___ Document text
This week, the Smithsonian Institution (SI) ushered in a new secretary making museum history. Lonnie G. Bunch III took his position with the SI on June 16th becoming the Institution’s 14th secretary and first African American to lead the SI’s 19 museums, 21 libraries, and the National Zoo on a day-to-day basis. He also stands as the first museum director in 74 years to climb directly to the position of secretary with the SI.
Prior to taking over the SI’s various working parts, Bunch was the founding director of the National Museum of African American History and Culture, which is a part of the SI having opened in 2016. In just a few short years, Bunch helped make the NMAAHC one of the biggest cultural destinations in the US highlighting the history of African Americans in the US as well as the rest of the world. His time at the NMAAHC was not his first time working with the SI, he held his first role as an education specialist at the National Air and Space Museum in 1978, but it was a significant stepping stone to his most recent move and cultivated an integral understanding of the Smithsonian’s innerworkings. Of his more than three decades working with the Smithsonian, SI board vice chair Steve Case said: ‘Now Lonnie will bring his insights and passion to reimagining the Smithsonian of the future, and creating a culture of agility and innovation to expand the Institution’s impact.’
Bunch’s selection was announced a few weeks ago on May 28th by the SI’s Board of Regents headed by Case and board chair David Rubenstein. Bunch, who said he was ‘humbled and honored’ to be chosen to lead the SI follows David Skorton, a cardiologist now headed to act as the CEO of the Association of American Medical Colleges, who took up his role at the SI in July of 2015.
______
**Problem to work on:** Copy the article on Lonnie G. Bunch III becoming Smithsonian secretary word for word, in full.
___ Extracted information
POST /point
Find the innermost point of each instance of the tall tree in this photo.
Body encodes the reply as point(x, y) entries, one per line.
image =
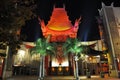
point(13, 14)
point(43, 47)
point(73, 46)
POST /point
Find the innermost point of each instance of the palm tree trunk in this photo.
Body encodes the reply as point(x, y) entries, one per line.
point(43, 68)
point(40, 69)
point(76, 65)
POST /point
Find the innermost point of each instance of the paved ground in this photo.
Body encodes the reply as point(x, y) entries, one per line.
point(60, 78)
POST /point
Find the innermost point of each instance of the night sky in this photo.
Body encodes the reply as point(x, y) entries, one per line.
point(87, 9)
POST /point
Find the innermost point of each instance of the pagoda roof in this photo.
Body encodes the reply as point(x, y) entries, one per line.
point(59, 20)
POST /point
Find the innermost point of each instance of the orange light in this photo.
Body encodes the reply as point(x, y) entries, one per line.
point(67, 69)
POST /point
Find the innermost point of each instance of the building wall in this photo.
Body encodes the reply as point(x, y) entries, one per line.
point(112, 37)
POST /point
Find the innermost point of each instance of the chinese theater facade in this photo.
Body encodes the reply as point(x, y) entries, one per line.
point(59, 28)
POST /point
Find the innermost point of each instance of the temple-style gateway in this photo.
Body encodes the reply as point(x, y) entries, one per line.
point(98, 59)
point(60, 28)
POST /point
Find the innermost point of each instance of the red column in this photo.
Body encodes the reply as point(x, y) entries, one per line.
point(46, 64)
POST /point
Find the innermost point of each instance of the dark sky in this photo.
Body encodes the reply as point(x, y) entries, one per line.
point(87, 9)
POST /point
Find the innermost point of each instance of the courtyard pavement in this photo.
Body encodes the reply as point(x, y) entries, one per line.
point(60, 78)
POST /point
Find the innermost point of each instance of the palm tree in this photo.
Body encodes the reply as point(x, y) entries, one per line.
point(43, 46)
point(73, 46)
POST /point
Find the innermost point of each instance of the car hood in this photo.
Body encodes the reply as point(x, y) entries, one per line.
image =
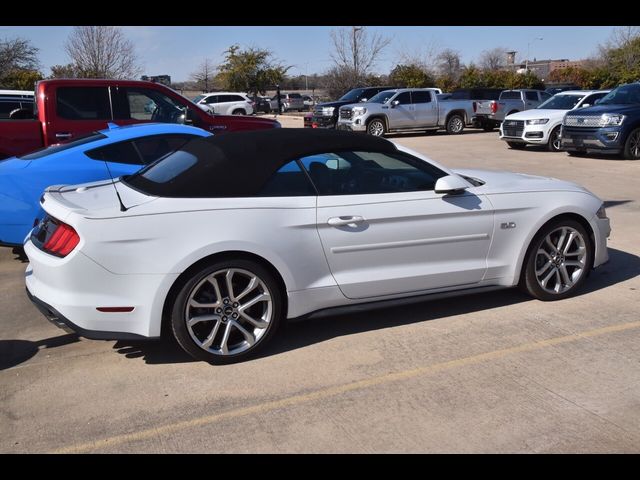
______
**Answer to this task:**
This week, the Smithsonian Institution (SI) ushered in a new secretary making museum history. Lonnie G. Bunch III took his position with the SI on June 16th becoming the Institution’s 14th secretary and first African American to lead the SI’s 19 museums, 21 libraries, and the National Zoo on a day-to-day basis. He also stands as the first museum director in 74 years to climb directly to the position of secretary with the SI.
Prior to taking over the SI’s various working parts, Bunch was the founding director of the National Museum of African American History and Culture, which is a part of the SI having opened in 2016. In just a few short years, Bunch helped make the NMAAHC one of the biggest cultural destinations in the US highlighting the history of African Americans in the US as well as the rest of the world. His time at the NMAAHC was not his first time working with the SI, he held his first role as an education specialist at the National Air and Space Museum in 1978, but it was a significant stepping stone to his most recent move and cultivated an integral understanding of the Smithsonian’s innerworkings. Of his more than three decades working with the Smithsonian, SI board vice chair Steve Case said: ‘Now Lonnie will bring his insights and passion to reimagining the Smithsonian of the future, and creating a culture of agility and innovation to expand the Institution’s impact.’
Bunch’s selection was announced a few weeks ago on May 28th by the SI’s Board of Regents headed by Case and board chair David Rubenstein. Bunch, who said he was ‘humbled and honored’ to be chosen to lead the SI follows David Skorton, a cardiologist now headed to act as the CEO of the Association of American Medical Colleges, who took up his role at the SI in July of 2015.